__REQUIREMENT__:
Hand back all of the records exactly as they read.
——————
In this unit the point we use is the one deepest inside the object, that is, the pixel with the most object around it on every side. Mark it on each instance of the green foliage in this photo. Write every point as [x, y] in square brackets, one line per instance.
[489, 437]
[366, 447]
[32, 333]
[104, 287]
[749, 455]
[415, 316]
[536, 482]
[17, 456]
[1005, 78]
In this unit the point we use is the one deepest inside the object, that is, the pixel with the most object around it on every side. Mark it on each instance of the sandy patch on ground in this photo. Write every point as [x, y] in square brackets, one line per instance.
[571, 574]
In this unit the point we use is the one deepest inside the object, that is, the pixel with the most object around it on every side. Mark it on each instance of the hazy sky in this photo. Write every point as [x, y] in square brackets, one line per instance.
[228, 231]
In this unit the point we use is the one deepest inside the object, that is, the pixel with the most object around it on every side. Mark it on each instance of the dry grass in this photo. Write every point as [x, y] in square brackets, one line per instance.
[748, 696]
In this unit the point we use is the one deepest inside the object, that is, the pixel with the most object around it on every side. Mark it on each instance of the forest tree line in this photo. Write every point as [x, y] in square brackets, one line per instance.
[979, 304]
——————
__SOLVED EXERCISE__:
In this unit the point we use is the one deepest inside the object, that is, the pixel with the most object around it on every side. Mark it on each instance of the green foliage in this photo. Write every point as [x, y] in square brackets, one line per instance.
[489, 437]
[366, 447]
[32, 333]
[104, 287]
[749, 455]
[415, 316]
[536, 482]
[17, 456]
[1005, 78]
In this unit the point we use is the one deepest inside the object, that is, the pixel with the most object around it on every side. Mark it on each instance of the sandy patch on ground in this photo. Write every point as [x, y] in square brackets, one line per instance.
[571, 574]
In this unit the point we use is the one deepest inside the object, that is, the pixel with the most object around it on every side. Mark it on each instance of the hazy sky in this photo. Write every point as [x, y] in square brackets, one line per instance.
[228, 231]
In this unit the point we use is the one deepest inside the object, that is, the pixel with the most object around it on every side. Mark it on each instance of the dry grass in this photo. Write every point as [x, y] in square brackets, one line per instance.
[748, 696]
In this unit the point we use is the one deepest inside the object, that is, the pixel with the most object around it on every side. Mark it on each instance of the forest tree line in this photo. Write every point as [x, y] in square brackets, one line per instance.
[979, 304]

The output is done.